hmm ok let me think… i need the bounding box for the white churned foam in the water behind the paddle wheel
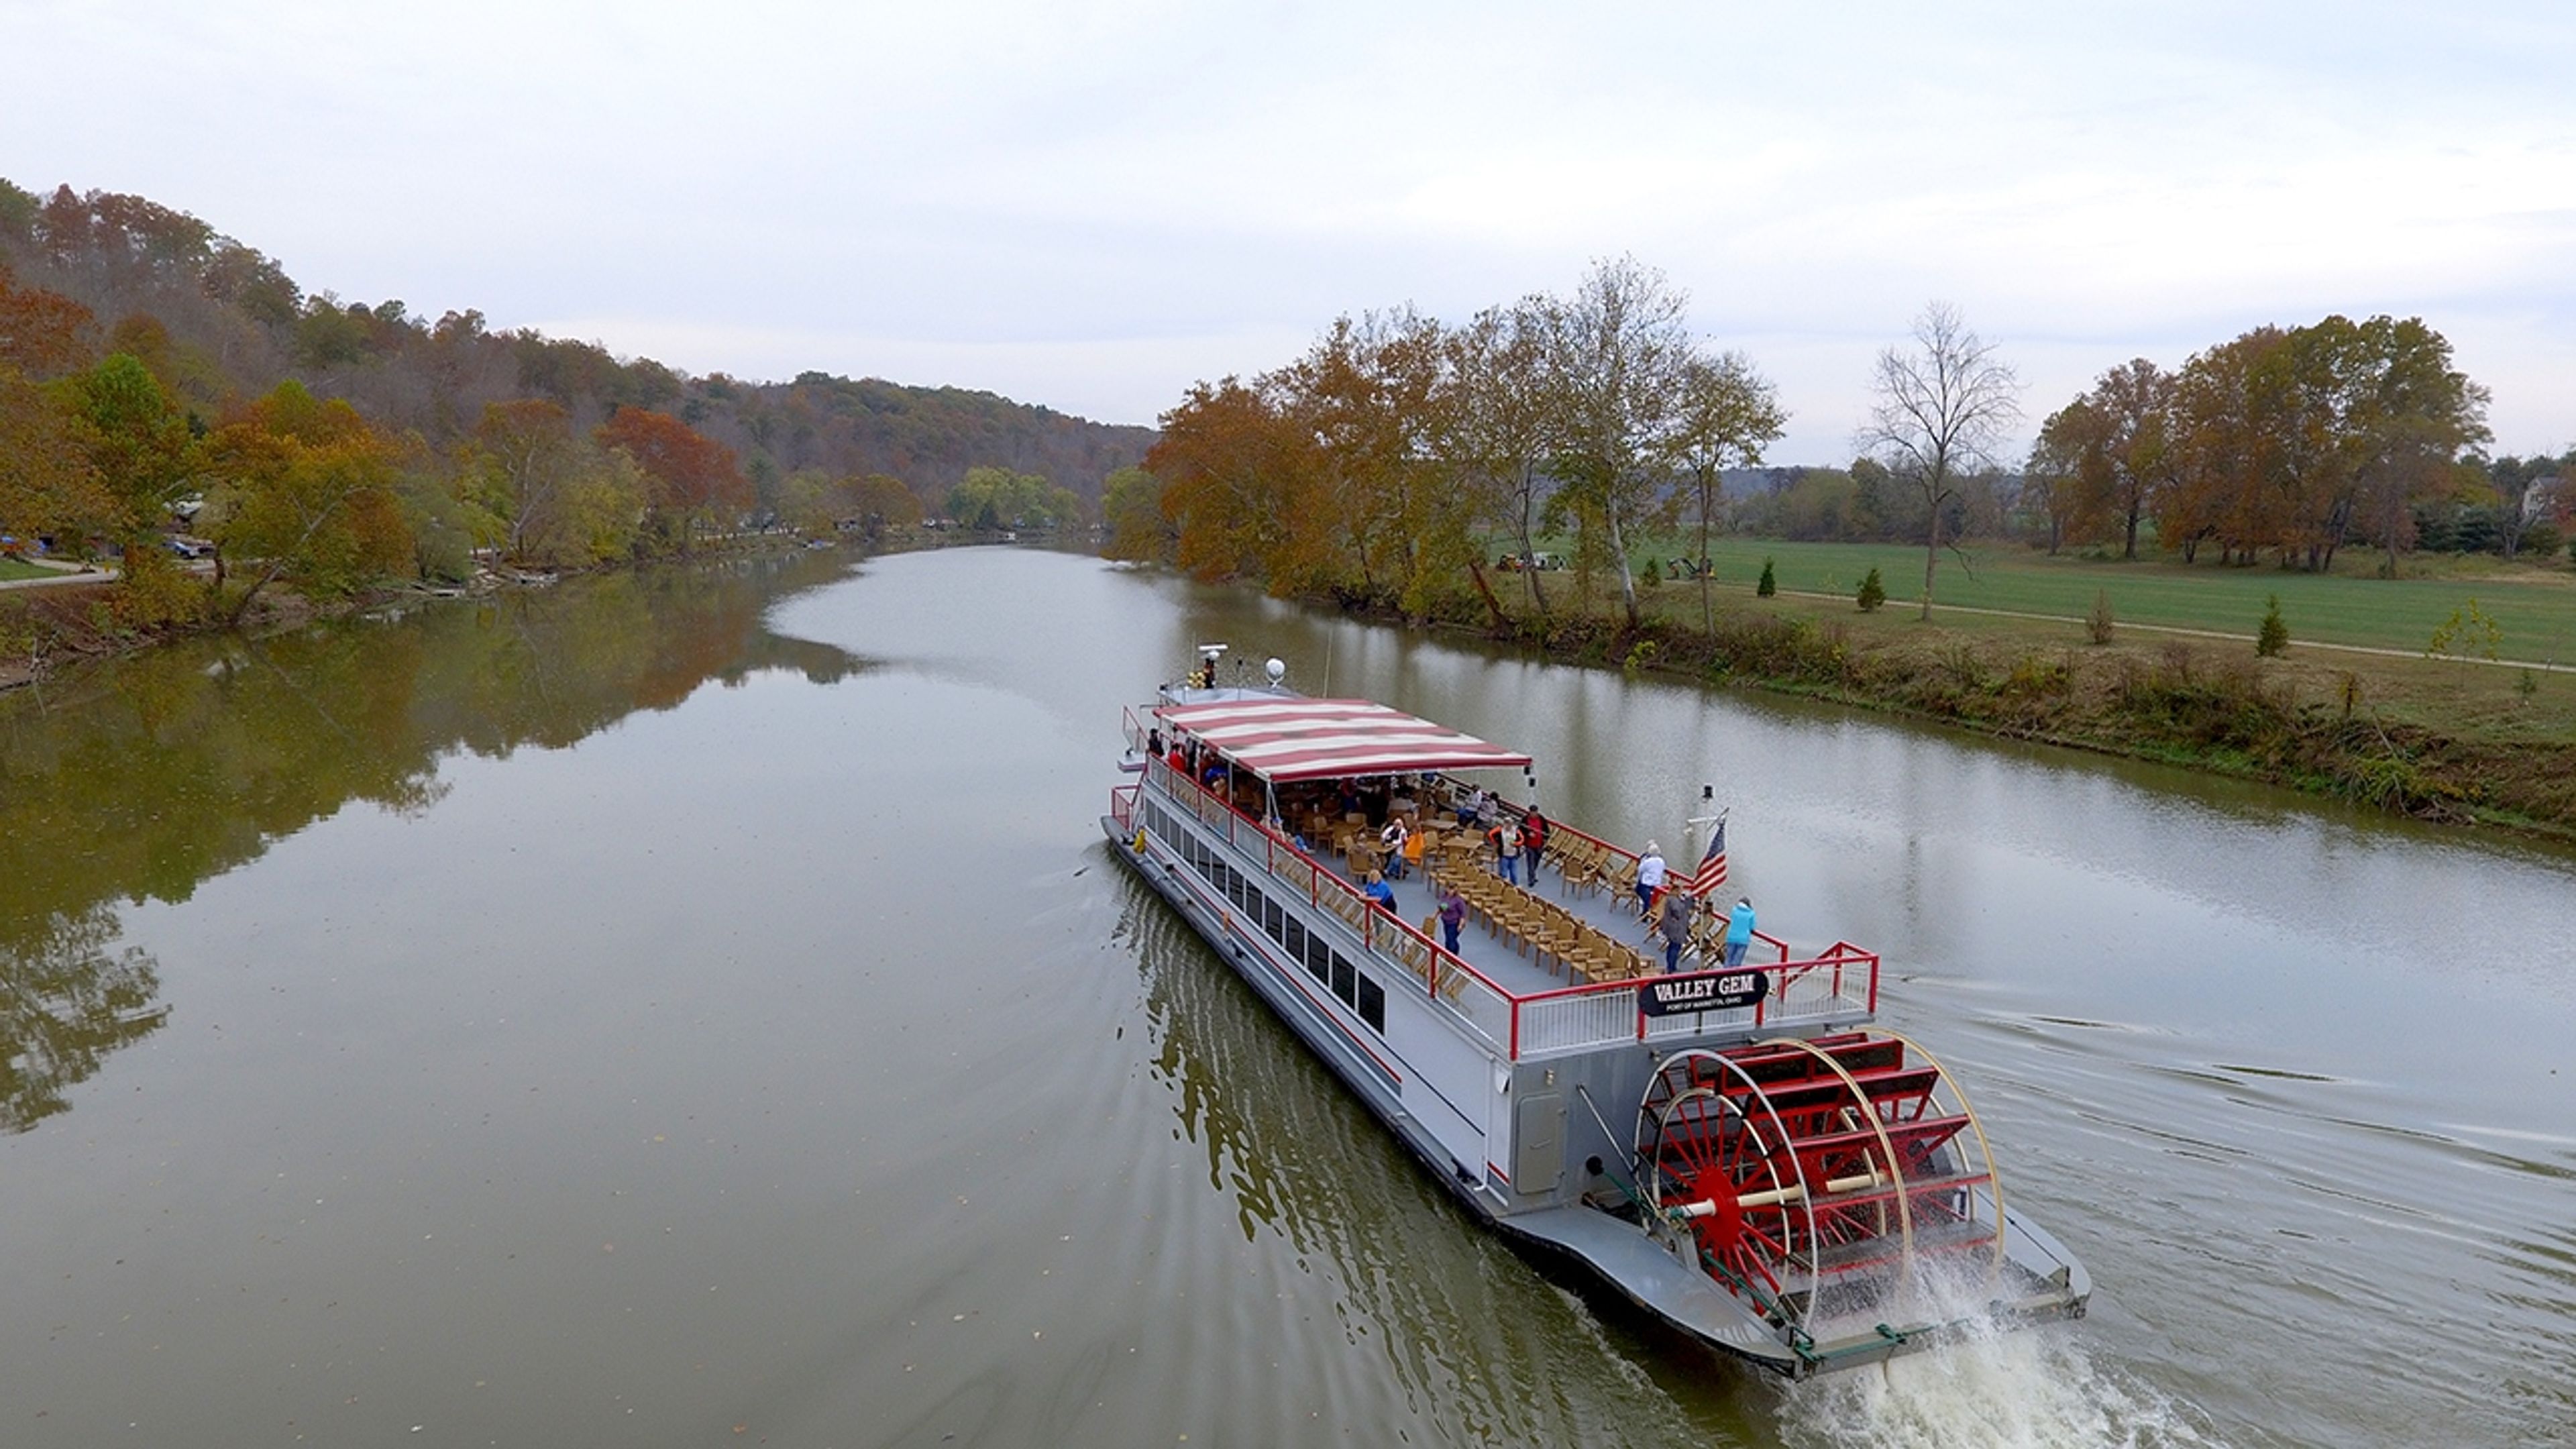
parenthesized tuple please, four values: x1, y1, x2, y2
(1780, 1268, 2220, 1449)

==

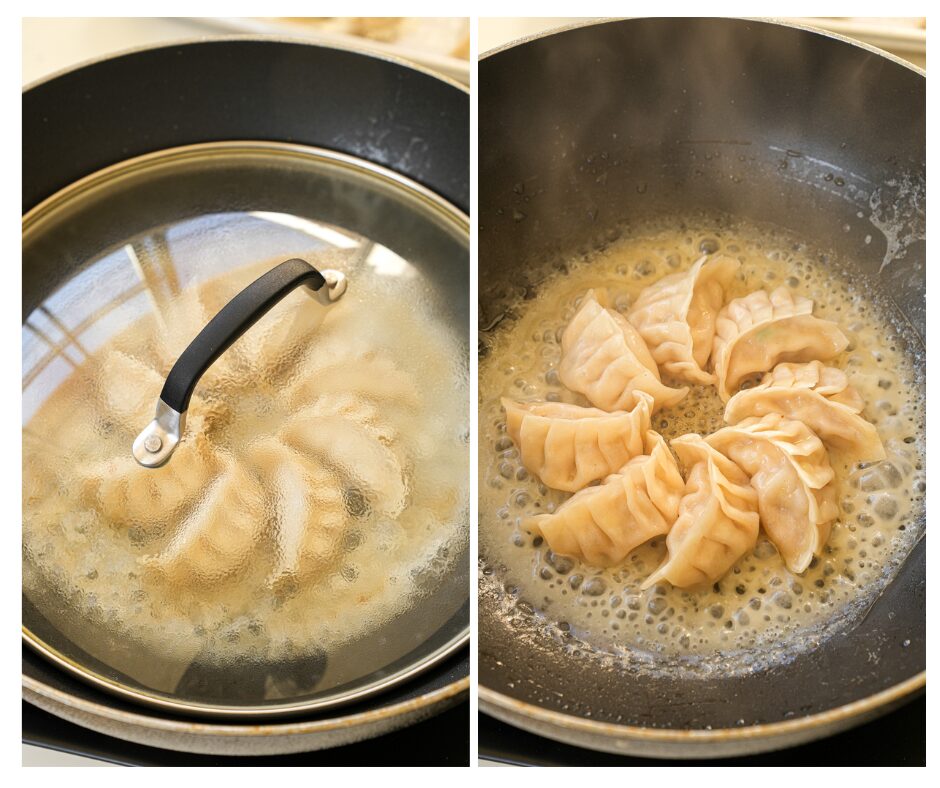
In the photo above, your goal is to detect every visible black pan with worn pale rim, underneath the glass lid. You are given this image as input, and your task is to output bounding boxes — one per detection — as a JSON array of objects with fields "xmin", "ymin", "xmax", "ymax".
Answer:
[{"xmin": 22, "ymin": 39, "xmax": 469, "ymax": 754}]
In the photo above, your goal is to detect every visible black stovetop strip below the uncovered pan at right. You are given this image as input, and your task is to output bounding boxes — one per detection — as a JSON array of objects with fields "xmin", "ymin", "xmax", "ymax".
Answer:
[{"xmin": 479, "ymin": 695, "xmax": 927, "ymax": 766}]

---

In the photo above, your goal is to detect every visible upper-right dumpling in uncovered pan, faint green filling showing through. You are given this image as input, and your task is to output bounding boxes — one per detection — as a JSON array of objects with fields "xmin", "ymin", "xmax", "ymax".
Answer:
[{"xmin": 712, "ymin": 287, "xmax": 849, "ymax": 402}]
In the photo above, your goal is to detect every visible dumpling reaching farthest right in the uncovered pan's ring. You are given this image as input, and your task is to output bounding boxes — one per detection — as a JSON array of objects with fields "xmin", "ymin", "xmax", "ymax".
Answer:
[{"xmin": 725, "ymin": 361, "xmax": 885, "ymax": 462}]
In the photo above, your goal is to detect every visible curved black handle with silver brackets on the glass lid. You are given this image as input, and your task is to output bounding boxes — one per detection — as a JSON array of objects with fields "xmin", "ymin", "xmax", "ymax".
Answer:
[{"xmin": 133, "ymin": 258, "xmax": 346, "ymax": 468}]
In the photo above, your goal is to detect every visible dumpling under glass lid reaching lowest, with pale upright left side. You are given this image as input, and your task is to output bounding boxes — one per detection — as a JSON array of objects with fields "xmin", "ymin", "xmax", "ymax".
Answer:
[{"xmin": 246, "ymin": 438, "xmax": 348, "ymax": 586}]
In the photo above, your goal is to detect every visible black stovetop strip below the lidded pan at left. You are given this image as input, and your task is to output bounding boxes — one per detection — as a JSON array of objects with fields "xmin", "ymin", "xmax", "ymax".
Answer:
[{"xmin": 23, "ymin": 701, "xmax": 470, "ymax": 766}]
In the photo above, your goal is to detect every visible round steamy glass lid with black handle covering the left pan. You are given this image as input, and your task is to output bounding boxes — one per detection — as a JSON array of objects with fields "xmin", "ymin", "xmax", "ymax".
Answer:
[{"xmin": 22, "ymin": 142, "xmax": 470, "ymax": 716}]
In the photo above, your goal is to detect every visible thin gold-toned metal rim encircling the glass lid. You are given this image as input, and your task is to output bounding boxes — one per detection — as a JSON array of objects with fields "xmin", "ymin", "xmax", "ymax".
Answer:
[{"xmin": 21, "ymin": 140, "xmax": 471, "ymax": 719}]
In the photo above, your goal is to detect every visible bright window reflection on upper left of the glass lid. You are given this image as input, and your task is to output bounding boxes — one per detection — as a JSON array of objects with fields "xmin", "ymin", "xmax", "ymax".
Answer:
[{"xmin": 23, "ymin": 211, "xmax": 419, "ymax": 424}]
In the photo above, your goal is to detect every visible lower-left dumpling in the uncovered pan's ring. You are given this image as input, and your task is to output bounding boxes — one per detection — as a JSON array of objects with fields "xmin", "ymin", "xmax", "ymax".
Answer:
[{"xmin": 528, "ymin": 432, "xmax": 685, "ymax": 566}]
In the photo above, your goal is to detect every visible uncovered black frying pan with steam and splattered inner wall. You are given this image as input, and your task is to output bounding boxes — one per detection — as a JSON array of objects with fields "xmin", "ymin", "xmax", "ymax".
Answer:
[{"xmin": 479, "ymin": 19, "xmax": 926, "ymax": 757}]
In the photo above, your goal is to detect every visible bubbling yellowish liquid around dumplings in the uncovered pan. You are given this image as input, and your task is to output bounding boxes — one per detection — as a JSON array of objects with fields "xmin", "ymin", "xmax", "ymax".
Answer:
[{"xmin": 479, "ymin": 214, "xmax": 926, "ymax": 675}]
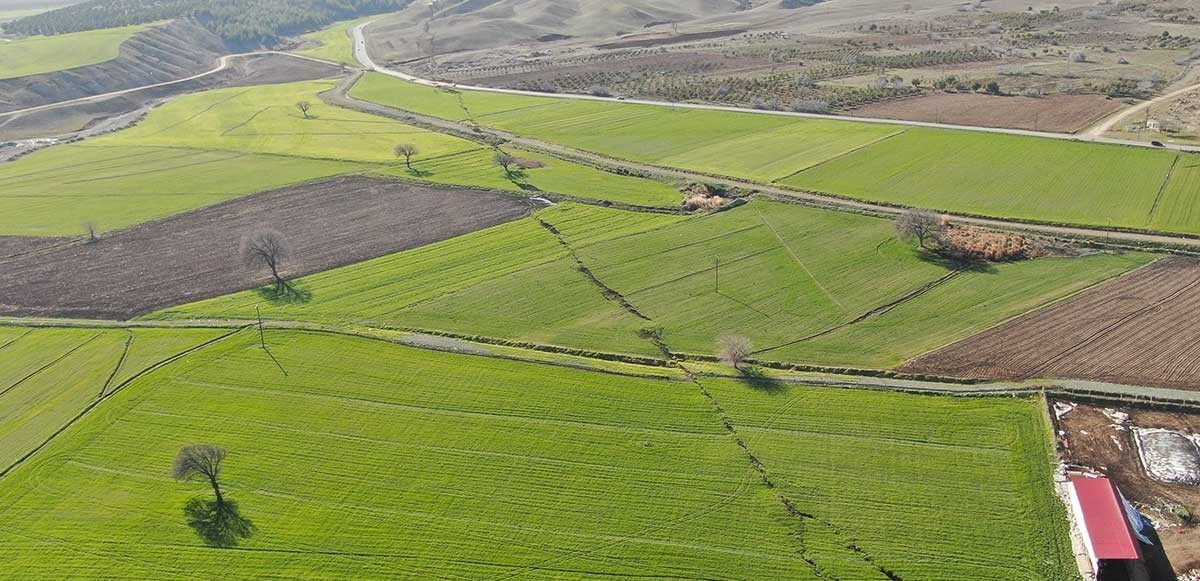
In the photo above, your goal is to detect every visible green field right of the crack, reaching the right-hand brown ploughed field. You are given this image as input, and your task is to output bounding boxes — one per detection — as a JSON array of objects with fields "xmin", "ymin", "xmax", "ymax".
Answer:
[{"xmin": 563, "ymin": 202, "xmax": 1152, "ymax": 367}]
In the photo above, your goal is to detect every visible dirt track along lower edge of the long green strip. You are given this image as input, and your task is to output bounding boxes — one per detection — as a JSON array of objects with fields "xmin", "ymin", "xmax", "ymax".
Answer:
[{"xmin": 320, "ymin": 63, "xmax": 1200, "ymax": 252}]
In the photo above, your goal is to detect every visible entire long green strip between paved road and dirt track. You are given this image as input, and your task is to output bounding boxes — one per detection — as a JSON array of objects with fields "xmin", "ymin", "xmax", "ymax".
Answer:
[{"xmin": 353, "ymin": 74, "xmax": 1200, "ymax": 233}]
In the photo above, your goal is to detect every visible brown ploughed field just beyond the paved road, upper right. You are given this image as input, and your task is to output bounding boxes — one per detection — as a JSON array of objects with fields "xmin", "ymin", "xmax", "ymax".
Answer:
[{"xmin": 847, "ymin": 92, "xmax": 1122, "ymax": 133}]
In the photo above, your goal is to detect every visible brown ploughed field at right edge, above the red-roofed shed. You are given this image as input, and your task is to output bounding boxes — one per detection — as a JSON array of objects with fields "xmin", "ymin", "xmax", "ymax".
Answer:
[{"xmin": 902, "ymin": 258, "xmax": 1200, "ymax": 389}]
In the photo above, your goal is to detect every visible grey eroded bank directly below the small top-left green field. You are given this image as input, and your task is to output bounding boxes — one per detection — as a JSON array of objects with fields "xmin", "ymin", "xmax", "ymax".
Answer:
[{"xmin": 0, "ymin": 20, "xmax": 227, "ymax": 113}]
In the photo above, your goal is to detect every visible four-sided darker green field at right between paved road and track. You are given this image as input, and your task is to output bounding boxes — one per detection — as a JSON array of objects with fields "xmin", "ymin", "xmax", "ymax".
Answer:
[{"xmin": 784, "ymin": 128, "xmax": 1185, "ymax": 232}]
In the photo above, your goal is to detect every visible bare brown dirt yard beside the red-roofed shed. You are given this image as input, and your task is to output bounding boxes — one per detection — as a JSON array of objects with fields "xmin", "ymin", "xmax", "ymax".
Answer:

(Exercise description):
The lines holding the string "ploughed" are what is needed from the material above.

(Task output):
In the photo above, your goal is to detect every visible green field right of the crack, reaching the right-hand brown ploughed field. You are given this image as input, and your task is to output bounding boxes — one per detection — as a JSON array of objects with fields "xmin", "ymin", "xmax", "ymax".
In the photo above, your goal is to detect every visible brown ploughed field just beyond the paved road, upper right. You are given this image as input, and your task is to output bounding boxes — one per detection — as a JSON array of objects with fields "xmin", "ymin", "xmax", "ymax".
In the photo above, your goal is to detect every visible brown ploughed field at right edge, above the red-roofed shed. You are given this image as input, and your task is to output bounding boxes — one per detection — as a JSON array of objects with fields "xmin", "ymin", "xmax", "ymax".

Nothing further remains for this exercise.